Dokument:

>>>>>

DSC_3379In die Halle muss ich aber rechtzeitig, um bei meinen Lieblingsisländern The Vintage Caravan noch in die vorderen Reihen zu kommen, was auch so halbwegs gelingt. Vor einigen Monaten sah ich das Trio bereits als Vorband der göttlichen Avatarium und freute mich seither auf ein Wiedersehen auf dem Under the black Moon II. Óskar Logi, Alexander Örn und Stefán Ari sind jung, haben den 70ies-Rock aber so verinnerlicht wie kaum eine ähnlich gelagerte Band. Vom ersten Moment an geht die Post auf der Bühne ab, Óskar singt sich die Seele aus dem Leib, Alex am Bass springt wie wild herum, und schon nach kürzester Zeit bildet sich in der restlos überfüllten Halle ein amtlicher Moshpit in den ersten Reihen. Kein Wunder, Songs wie „Babylon“, „Craving“, „Shaken Beliefs“, „Innerverse“ oder „Expand your Mind“, um nur einige ihrer Knaller zu nennen, sind schweißtreibend, verbreiten Instant-Gute-Laune und wecken ein unbändiges Bewegungsbedürfnis. Auch dieser Auftritt von The Vintage Caravan ist großartig, die drei jungen Isländer setzen mit dem kleinen Finger mehr Energie auf und vor der Bühne frei als viele alten Hasen. Hoffentlich bald wieder!

DSC_3467Jede andere Band, die direkt nach diesem Grooveinferno spielt, kann da eigentlich nur verlieren. Ganz so schlimm kommt es nicht, aber ich hätte mir tatsächlich mehr von Lucifer erwartet, der neuen Band von Ex-The-Oath-Sängerin Johanna Sadonis, die im Werk als Nächstes auf dem Programm stehen. Eigentlich macht die Band nichts falsch – Sabbath-beeinflusster, doomiger Heavy Rock mit guten Musikern und sehr ansehnlicher Sängerin, die Riffs sitzen, die Attitüde auch. Aber irgendwie mag bei mir der Funke nicht überspringen, ein wenig zu eintönig wirkt das Stageacting, und auch die Stimme könnte ein wenig vielseitiger sein. Schade, Songs wie „Abrakadabra“ oder „Sabbath“ haben definitiv Potenzial – nur die Livepräsenz hat mich jetzt nicht ganz überzeugen können.

<<<<<

Auszug aus dem Datensatz:
>>>>>

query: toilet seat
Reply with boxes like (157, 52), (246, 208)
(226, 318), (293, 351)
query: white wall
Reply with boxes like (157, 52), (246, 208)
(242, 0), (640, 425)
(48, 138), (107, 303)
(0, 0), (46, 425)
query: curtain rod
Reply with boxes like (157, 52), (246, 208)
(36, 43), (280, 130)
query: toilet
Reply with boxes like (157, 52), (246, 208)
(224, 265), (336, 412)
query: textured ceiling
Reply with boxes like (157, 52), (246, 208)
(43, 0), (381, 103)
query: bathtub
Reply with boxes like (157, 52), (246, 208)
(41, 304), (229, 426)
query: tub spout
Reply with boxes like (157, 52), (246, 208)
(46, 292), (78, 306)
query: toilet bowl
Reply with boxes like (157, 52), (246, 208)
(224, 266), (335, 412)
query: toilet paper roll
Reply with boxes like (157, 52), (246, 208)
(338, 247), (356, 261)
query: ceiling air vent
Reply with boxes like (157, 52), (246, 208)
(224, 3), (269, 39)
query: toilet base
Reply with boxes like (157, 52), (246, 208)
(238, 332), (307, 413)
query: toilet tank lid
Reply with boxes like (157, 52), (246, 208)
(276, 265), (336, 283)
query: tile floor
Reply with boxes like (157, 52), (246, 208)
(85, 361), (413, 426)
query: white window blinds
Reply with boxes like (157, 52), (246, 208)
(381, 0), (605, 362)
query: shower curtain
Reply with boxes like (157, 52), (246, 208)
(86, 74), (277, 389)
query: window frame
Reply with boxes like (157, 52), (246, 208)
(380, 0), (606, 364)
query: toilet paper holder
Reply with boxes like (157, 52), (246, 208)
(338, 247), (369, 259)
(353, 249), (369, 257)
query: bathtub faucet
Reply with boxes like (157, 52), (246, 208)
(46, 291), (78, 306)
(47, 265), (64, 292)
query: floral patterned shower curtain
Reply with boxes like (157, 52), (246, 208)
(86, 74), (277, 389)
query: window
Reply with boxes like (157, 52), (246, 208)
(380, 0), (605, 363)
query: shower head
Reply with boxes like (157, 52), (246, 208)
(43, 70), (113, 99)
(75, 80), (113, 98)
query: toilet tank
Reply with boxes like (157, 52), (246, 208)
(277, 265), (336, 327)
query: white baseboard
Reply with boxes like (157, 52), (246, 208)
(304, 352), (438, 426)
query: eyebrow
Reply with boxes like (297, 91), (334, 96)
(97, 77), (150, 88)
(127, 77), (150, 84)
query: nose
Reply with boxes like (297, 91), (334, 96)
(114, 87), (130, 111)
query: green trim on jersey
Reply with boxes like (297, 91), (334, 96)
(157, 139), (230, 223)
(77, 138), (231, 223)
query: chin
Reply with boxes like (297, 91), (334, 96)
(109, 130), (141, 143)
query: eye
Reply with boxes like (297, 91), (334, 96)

<<<<<

Arbeitsanweisungen:
1 – Schreibe den Abschnitt des Konzertberichts von „DSC_3467Jede andere Band, die“ bis einschließlich „ganz überzeugen können.“ um und ersetze dabei „Stageacting“ durch „Bühnenauftreten“.
2 – Führe den Konzertbericht nach seinem letzten Satz weiter.

Lösungen:
1 –
DSC_3467Jede andere Band, die direkt nach diesem Grooveinferno spielt, kann da eigentlich nur verlieren. Ganz so schlimm kommt es nicht, aber ich hätte mir tatsächlich mehr von Lucifer erwartet, der neuen Band von Ex-The-Oath-Sängerin Johanna Sadonis, die im Werk als Nächstes auf dem Programm stehen. Eigentlich macht die Band nichts falsch – Sabbath-beeinflusster, doomiger Heavy Rock mit guten Musikern und sehr ansehnlicher Sängerin, die Riffs sitzen, die Attitüde auch. Aber irgendwie mag bei mir der Funke nicht überspringen, ein wenig zu eintönig wirkt das Bühnenauftreten, und auch die Stimme könnte ein wenig vielseitiger sein. Schade, Songs wie „Abrakadabra“ oder „Sabbath“ haben definitiv Potenzial – nur die Livepräsenz hat mich jetzt nicht ganz überzeugen können.

2 –
DSC_3545Ich gehe daher frühzeitig, um im Club noch einen guten Platz für die überaus angesagten Wucan aus Dresden zu ergattern – und das ist mein Glück, denn später wird man nicht mehr in den Club hineinkommen. Auf Wucan habe ich mich vielleicht am meisten gefreut bei diesem Festival, und meine Erwartungen werden sogar noch haushoch übertroffen. Absoluter Mittelpunkt des Geschehens ist Frontfrau und Bandchefin Francis Tobolsky, die mit Charme, Witz, großartiger Stimme (ich muss öfter an Nina Hagen denken), diversen Instrumenten und einem umwerfenden Rampensaunaturell das Publikum um den Finger wickelt. Das starke Songmaterial tut natürlich sein Übriges, entfaltet aber tatsächlich live erst seine richtige Wirkung. Francis singt sich die Seele aus dem Leib, spielt Gitarre, Querflöte und – wie wunder-wunderbar! – ein Theremin, und man fühlt sich wirklich und wahrhaftig einige Jahrzehnte in die Vergangenheit zurückversetzt. Kräuterrock at its best, und wenn man Querflöte mag, dann ist sowieso alles gut. Neben „Franis Vikarma“ und anderem Material von der EP Vikarma und dem Debütalbum Sow the Wind sticht vor allem der über eine Viertelstunde lange, auf Deutsch gesungene Song „Wandersmann“ hervor, der mal so wirklich Siebzigerjahre ist. Psychedelisch, durchgeknallt, episch, mit vielen verschiedenen Passagen – unter anderem einem von Francis vorgelesenen Abschnitt aus einem Buch – und trotz seiner Länge keine Sekunde langweilig. Mein innerer Hippie jubelt, ebenso wie das Publikum, das gar nicht genug von Wucan bekommen kann. Zum Glück ist noch Zeit für eine kleine Zugabe, und hier wird noch mal richtig gerockt: „Am I evil“ von Diamond Head – wer kennt und mag es nicht? (Und sei es in der Version von Metallica).
Danke, Wucan, für diesen sensationellen Auftritt und eure immense Spielfreude!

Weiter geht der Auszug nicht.